### Trecho dado
- - - - -

Luiz Felipe Pondé*
O budismo light vai bem com vinho branco no calor. Nas redes sociais, a religião combina com Coca Zero
Por que a religião não é mais uma saída? Afirmei há algumas semanas
nesta coluna ("O Impasse Conservador", de 11 de agosto) que a religião
não era mais saída. Muitos leitores me perguntaram o que eu queria dizer
com isso.
No contexto do pensamento conservador é muito comum associar tradições
religiosas à defesa do hábito como instrumento contra os excessos do
"racionalismo político" herdeiro da Revolução Francesa e sua "engenharia
social".
Muitos conservadores (mas, evidentemente, não todos) são religiosos ou
defendem uma adesão religiosa de alguma forma. Entendem que a vida
pautada por alguma tradição religiosa responde a uma necessidade
profunda do ser humano e que, portanto, o anticlericalismo iluminista
francês atrapalha o homem quando o faz pensar que a religião seria
atraso de vida ou coisa de gente estúpida ou ignorante.
Voltaire, por exemplo, típico iluminista do século 18 francês, via a
religião como uma superstição das trevas. A crítica de Voltaire se
aplicaria bem ao caso do Estado Islâmico no Iraque e seus horrores como
cortar cabeças e clitóris.
Sei que muitas pessoas inteligentes são religiosas e que não se pode
afirmar definitivamente nada sobre a existência de figuras como o Deus
israelita, que o cristianismo abraçou na figura de Cristo. Vejo muitas
das tradições religiosas do mundo como grandes exemplos de sabedoria.
Nem tudo é o Estado Islâmico em religião.
Como dizia Chesterton, autor inglês do início do século 20, não há
problema em deixar de acreditar em Deus; o problema é que normalmente
passa-se a acreditar em qualquer bobagem como história, política,
ciência, ou, pior, em si mesmo, como forma de salvação. Eu acho que não
há salvação para o homem.
Existe também a literatura mística que descreve experiências diretas de
Deus e que é marcada por grandes transformações na vida dessas pessoas,
muitas vezes de modo enriquecedor. Sou um leitor apaixonado dessa
tradição.

- - - - -

### Listagem fornecida
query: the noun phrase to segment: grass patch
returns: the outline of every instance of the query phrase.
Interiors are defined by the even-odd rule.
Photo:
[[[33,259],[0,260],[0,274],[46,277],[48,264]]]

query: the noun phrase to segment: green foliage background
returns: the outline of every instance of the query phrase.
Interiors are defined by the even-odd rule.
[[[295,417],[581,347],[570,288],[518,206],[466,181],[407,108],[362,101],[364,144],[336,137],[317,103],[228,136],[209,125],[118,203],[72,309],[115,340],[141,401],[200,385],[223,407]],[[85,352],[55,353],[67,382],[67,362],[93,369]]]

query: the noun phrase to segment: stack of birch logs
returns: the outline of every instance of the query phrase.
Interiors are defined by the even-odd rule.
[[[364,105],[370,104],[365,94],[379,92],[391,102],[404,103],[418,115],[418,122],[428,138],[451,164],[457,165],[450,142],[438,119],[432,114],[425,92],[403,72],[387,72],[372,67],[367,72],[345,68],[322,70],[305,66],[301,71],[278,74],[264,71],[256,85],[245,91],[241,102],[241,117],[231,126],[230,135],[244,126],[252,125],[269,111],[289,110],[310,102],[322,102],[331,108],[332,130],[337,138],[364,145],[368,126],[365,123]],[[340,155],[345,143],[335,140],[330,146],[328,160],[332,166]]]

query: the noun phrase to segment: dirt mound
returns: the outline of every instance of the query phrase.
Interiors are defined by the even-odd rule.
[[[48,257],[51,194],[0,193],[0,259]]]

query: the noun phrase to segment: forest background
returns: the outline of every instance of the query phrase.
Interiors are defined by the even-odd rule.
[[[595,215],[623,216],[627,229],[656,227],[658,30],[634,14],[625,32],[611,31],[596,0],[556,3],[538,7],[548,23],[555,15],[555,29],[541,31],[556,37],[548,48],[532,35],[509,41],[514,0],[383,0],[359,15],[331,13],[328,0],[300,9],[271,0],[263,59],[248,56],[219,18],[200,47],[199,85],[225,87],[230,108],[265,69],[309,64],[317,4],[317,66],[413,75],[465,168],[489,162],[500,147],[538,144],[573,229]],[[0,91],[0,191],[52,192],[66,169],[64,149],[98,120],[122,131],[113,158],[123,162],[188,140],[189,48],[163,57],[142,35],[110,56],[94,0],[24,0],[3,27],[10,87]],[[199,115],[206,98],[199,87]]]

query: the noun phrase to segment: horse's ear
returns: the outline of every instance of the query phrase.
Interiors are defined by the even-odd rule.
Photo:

- - - - -

### Tarefa do exercício A
Substitua "Voltaire" por "Diderot" ao reescrever o trecho sobre religião de "Voltaire, por exemplo, típico" até "para o homem.", inclusive.
### Tarefa do exercício B
Resuma o trecho sobre religião em duas frases.
A listagem vem de uma fonte diferente da do trecho.

### Resolução escrita A
Diderot, por exemplo, típico iluminista do século 18 francês, via a
religião como uma superstição das trevas. A crítica de Diderot se
aplicaria bem ao caso do Estado Islâmico no Iraque e seus horrores como
cortar cabeças e clitóris.
Sei que muitas pessoas inteligentes são religiosas e que não se pode
afirmar definitivamente nada sobre a existência de figuras como o Deus
israelita, que o cristianismo abraçou na figura de Cristo. Vejo muitas
das tradições religiosas do mundo como grandes exemplos de sabedoria.
Nem tudo é o Estado Islâmico em religião.
Como dizia Chesterton, autor inglês do início do século 20, não há
problema em deixar de acreditar em Deus; o problema é que normalmente
passa-se a acreditar em qualquer bobagem como história, política,
ciência, ou, pior, em si mesmo, como forma de salvação. Eu acho que não
há salvação para o homem.

### Resolução escrita B
O autor volta à sua afirmação de que a religião não é mais saída e observa que muitos conservadores são religiosos ou defendem alguma adesão religiosa, por entenderem que ela responde a uma necessidade profunda do ser humano. Ele vê muitas tradições religiosas como grandes exemplos de sabedoria e se diz leitor apaixonado da literatura mística, mas lembra Chesterton, para quem quem deixa de crer em Deus passa a crer em qualquer bobagem, e declara que não há salvação para o homem.